## start MATERIALS PROVIDED

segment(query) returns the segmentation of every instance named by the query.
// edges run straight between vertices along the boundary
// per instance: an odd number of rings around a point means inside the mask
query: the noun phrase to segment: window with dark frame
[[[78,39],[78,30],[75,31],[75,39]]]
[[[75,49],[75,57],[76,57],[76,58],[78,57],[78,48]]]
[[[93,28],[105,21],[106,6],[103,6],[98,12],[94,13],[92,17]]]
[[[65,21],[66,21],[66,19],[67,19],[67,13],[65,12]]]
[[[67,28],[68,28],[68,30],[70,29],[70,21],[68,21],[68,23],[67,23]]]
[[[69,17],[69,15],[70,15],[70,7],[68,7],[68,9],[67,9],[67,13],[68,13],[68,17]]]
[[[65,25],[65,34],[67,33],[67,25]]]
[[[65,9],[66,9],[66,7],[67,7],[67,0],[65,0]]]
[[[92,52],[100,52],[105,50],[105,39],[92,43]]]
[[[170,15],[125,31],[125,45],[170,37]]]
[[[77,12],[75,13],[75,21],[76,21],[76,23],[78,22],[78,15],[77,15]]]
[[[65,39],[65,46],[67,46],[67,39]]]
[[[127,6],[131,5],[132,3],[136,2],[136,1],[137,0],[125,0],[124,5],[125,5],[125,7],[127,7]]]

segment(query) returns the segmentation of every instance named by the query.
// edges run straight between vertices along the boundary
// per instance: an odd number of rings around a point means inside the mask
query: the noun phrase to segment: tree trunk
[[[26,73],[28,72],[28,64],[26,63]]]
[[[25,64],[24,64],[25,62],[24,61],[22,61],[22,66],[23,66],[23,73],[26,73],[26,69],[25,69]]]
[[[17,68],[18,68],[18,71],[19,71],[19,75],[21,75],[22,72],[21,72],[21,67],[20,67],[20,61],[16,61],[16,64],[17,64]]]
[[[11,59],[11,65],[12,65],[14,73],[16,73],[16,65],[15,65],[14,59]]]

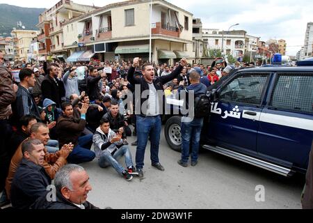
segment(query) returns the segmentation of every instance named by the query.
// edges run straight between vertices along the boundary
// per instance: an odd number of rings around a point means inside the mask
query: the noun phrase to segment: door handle
[[[249,116],[256,116],[257,112],[245,112],[245,114],[248,114]]]

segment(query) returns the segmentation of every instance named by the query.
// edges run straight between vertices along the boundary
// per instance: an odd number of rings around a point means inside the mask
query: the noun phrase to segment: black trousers
[[[13,133],[8,119],[0,120],[0,192],[4,189],[10,166],[9,139]]]

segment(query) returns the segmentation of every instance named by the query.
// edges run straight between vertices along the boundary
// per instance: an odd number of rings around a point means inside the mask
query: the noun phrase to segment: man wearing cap
[[[45,77],[40,74],[38,68],[34,68],[33,72],[35,74],[35,79],[36,82],[35,82],[35,86],[33,88],[33,94],[41,95],[41,83],[42,83],[42,81],[45,79]]]

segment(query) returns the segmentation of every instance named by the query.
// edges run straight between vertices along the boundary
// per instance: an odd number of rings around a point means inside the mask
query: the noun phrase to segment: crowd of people
[[[148,140],[152,166],[164,171],[159,158],[164,98],[158,92],[167,97],[192,90],[196,97],[239,66],[227,66],[220,58],[206,67],[184,59],[173,66],[139,58],[120,63],[45,61],[24,64],[17,82],[3,57],[0,53],[1,203],[10,202],[15,208],[95,208],[86,201],[91,190],[88,174],[77,164],[96,157],[100,167],[112,166],[127,180],[143,178]],[[105,72],[108,67],[110,73]],[[125,102],[136,86],[147,91],[147,97]],[[135,112],[145,104],[145,111]],[[192,144],[195,166],[203,118],[182,125],[178,164],[188,167]],[[137,136],[131,143],[137,146],[134,162],[127,141],[131,134]],[[122,156],[125,164],[119,162]],[[47,187],[54,179],[57,199],[48,202]]]

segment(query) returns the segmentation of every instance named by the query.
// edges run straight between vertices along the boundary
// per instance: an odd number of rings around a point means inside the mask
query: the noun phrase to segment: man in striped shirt
[[[32,114],[40,120],[38,108],[33,99],[29,89],[35,86],[35,79],[33,71],[23,68],[19,74],[21,82],[17,90],[15,105],[15,116],[19,119],[26,114]]]

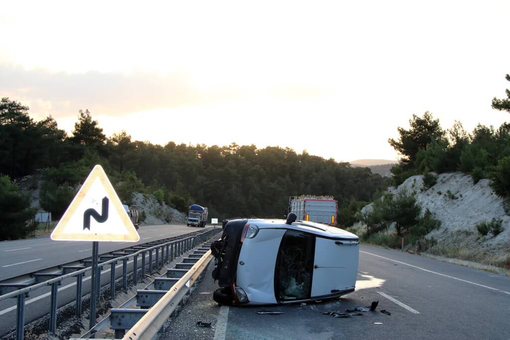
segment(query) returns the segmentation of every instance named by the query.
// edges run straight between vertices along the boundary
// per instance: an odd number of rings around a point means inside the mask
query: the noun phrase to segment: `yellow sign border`
[[[85,198],[85,195],[96,179],[98,179],[103,185],[107,193],[107,197],[113,205],[115,211],[120,217],[127,234],[95,234],[86,233],[64,233],[64,230],[67,226],[71,218],[76,213],[76,210]],[[140,240],[140,236],[133,225],[133,222],[126,213],[122,204],[120,202],[117,193],[115,192],[112,184],[110,182],[106,173],[100,165],[96,165],[90,172],[90,174],[85,180],[83,185],[80,189],[72,201],[65,213],[55,227],[50,236],[54,241],[122,241],[125,242],[137,242]]]

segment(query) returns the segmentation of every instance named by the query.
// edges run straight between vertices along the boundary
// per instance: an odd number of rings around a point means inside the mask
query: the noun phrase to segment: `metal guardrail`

## end MATERIALS PROVIDED

Rewrite the records from their start up to and including the line with "[[[13,133],[8,119],[0,120],[0,192],[4,189],[10,166],[9,139]]]", changing "noun phrase" to "text phrase" and keeping everything else the same. Leave the pictures out of the answer.

= CORRECT ANSWER =
segment(query) returns the segmentation of every instance named by the query.
// edges run straight between vertices along the boundary
// per instance: an odd number of rings around a point means inside the mask
query: the text phrase to segment: window with dark frame
[[[78,39],[78,30],[75,31],[75,39]]]
[[[75,49],[75,57],[76,57],[76,58],[78,57],[78,48]]]
[[[93,28],[105,21],[106,6],[103,6],[98,12],[94,13],[92,17]]]
[[[65,21],[66,21],[66,19],[67,19],[67,13],[65,12]]]
[[[67,28],[68,28],[68,30],[70,29],[70,21],[68,21],[68,23],[67,23]]]
[[[69,17],[69,15],[70,15],[70,7],[68,7],[68,9],[67,9],[67,13],[68,13],[68,17]]]
[[[65,25],[65,34],[67,33],[67,25]]]
[[[65,9],[66,9],[66,7],[67,7],[67,0],[65,0]]]
[[[92,52],[100,52],[105,50],[105,39],[92,43]]]
[[[170,15],[125,31],[125,45],[170,37]]]
[[[77,12],[75,13],[75,21],[76,21],[76,23],[78,22],[78,15],[77,15]]]
[[[65,39],[65,46],[67,46],[67,39]]]
[[[127,6],[131,5],[132,3],[136,2],[136,1],[137,0],[125,0],[124,5],[125,5],[125,7],[127,7]]]

segment(query) returns the segmentation of every instance named by the query.
// edges run straight between vertices along the boundary
// per instance: an odd number of rings around a point means inside the mask
query: the text phrase to segment: tree trunk
[[[26,73],[28,72],[28,64],[26,63]]]
[[[25,64],[24,64],[25,62],[24,61],[22,61],[22,66],[23,66],[23,73],[26,73],[26,69],[25,69]]]
[[[17,68],[18,68],[18,71],[19,71],[19,75],[21,75],[22,72],[21,72],[21,67],[20,67],[20,61],[16,61],[16,64],[17,64]]]
[[[11,59],[11,65],[12,65],[14,73],[16,73],[16,65],[15,65],[14,59]]]

segment(query) returns the segmentation of every instance named by the query.
// edges run straight between vertices along the boundary
// per instance: an odd number of rings around a point means inside the mask
query: the text phrase to segment: door handle
[[[249,116],[256,116],[257,112],[245,112],[245,114],[248,114]]]

segment(query) returns the segmentation of every instance named by the query.
// edges run straight between vertices along the boundary
// per instance: an odd number of rings around a point means inside the mask
query: the text phrase to segment: black trousers
[[[13,133],[8,119],[0,120],[0,192],[4,189],[10,166],[9,139]]]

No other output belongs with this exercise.